§ TASK TO COMPLETE: Please report every line in the items below that contains the string "GeoJSON", matching case exactly.

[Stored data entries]
★ ★ ★ ★ ★

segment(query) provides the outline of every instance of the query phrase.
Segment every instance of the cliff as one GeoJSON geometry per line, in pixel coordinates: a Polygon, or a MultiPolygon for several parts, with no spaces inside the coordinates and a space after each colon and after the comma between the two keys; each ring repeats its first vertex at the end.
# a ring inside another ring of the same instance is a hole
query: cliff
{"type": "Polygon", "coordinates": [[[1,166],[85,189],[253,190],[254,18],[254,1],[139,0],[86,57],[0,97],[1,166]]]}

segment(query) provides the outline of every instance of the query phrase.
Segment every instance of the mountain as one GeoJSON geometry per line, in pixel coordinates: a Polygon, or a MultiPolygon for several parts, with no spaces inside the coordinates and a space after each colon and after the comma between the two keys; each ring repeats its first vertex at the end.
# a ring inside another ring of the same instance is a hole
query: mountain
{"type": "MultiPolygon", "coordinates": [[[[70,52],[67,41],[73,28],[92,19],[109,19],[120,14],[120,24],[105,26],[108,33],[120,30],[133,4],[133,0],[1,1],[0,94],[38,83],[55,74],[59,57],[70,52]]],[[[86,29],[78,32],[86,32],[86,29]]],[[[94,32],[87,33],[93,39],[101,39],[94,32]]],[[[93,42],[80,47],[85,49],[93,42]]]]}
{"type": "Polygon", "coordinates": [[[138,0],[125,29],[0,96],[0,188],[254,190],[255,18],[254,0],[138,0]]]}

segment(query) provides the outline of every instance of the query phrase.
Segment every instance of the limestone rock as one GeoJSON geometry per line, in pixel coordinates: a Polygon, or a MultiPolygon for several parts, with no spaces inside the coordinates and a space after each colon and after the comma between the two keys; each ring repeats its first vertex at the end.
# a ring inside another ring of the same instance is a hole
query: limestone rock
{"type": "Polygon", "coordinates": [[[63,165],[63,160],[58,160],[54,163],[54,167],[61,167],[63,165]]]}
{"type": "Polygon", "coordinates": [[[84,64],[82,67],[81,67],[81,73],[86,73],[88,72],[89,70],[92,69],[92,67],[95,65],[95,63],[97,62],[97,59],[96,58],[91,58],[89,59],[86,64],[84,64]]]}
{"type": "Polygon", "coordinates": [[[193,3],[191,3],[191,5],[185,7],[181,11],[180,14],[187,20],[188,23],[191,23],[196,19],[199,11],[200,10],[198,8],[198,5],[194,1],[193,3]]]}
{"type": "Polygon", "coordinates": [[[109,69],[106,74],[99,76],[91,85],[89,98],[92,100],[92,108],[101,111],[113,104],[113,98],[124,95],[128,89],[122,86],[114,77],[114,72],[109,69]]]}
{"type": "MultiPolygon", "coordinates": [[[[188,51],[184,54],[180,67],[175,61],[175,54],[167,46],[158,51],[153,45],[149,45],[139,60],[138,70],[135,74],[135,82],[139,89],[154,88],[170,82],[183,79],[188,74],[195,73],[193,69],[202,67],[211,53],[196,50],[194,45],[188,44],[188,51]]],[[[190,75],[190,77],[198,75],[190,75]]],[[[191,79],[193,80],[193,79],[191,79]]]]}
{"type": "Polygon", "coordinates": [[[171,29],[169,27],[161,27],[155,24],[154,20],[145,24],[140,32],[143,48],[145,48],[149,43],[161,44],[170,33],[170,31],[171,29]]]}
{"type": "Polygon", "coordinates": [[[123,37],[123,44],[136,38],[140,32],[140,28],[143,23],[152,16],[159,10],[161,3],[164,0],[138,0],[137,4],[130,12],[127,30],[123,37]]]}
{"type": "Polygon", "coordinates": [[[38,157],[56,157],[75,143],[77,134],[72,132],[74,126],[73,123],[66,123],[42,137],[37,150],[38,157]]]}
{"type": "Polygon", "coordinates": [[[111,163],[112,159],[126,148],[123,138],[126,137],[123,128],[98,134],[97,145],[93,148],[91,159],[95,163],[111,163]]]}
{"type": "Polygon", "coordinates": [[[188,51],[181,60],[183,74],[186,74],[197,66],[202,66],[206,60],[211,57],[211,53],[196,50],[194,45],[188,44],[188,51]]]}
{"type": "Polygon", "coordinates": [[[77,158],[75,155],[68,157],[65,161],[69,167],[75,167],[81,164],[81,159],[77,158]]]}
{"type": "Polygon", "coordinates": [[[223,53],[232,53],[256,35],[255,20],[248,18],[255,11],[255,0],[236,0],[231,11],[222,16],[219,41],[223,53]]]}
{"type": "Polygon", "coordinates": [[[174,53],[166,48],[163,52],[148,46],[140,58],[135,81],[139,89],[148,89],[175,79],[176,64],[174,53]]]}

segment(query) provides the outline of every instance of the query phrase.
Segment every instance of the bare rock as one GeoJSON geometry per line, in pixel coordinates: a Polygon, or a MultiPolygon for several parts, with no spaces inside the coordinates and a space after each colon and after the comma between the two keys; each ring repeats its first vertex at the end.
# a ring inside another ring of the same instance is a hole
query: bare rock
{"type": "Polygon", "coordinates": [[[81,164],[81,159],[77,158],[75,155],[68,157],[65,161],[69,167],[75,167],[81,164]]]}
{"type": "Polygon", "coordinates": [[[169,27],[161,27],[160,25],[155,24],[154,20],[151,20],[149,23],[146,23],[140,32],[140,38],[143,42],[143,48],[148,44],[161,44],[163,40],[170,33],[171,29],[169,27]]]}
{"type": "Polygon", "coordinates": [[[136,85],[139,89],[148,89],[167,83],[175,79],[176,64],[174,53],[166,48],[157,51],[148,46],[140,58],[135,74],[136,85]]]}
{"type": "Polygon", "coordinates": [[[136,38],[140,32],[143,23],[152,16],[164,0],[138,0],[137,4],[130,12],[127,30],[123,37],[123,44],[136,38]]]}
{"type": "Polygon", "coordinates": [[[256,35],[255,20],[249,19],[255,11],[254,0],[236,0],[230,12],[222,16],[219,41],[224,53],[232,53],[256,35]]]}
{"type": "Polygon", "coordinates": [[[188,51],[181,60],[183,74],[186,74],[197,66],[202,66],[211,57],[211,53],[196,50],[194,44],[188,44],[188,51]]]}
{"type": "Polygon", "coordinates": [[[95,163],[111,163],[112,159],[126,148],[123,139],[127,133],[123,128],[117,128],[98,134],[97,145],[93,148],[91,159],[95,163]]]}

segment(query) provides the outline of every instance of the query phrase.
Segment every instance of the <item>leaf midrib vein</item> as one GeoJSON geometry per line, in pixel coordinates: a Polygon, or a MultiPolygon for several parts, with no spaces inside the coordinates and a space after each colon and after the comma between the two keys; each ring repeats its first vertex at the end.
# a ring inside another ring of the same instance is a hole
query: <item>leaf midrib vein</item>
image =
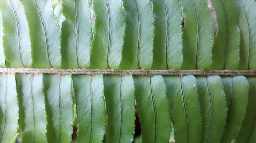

★ ★ ★ ★ ★

§ WRITTEN SOLUTION:
Segment every instance of the cliff as one GeoJSON geometry per line, in pixel coordinates: a Polygon, or a MultiPolygon for several parts, with no spaces inside the coordinates and a space after each colon and after the comma between the two keys; each ring repeats its first vertex at the end.
Segment every instance of the mountain as one GeoJSON geometry per line, in pixel coordinates: a Polygon, or a MultiPolygon for several parts, with no spaces inside the coordinates and a space after each colon and after the comma between the two keys; each ring repeats its first vertex at the end.
Segment every instance of the limestone rock as one GeoJSON geometry per line, in pixel coordinates: a Polygon, or a MultiPolygon for several parts, with no spaces inside the coordinates and a space after each colon and after the comma between the two keys; each ring repeats its first vertex at the end.
Segment every instance of the bare rock as one GeoJSON geometry per line, in pixel coordinates: a Polygon, or a MultiPolygon for several parts, with no spaces inside the coordinates and a space after each colon and after the comma between the two keys; each ring repeats its first vertex at the end.
Segment every instance of the <item>leaf midrib vein</item> as one GeoJSON geometry per line, in pixel coordinates: a Polygon, or a MultiPolygon for several parts, with no spaces inside the coordinates and a space after each colon and after the comma between the two keys; each ring repeats its first vertex at the end.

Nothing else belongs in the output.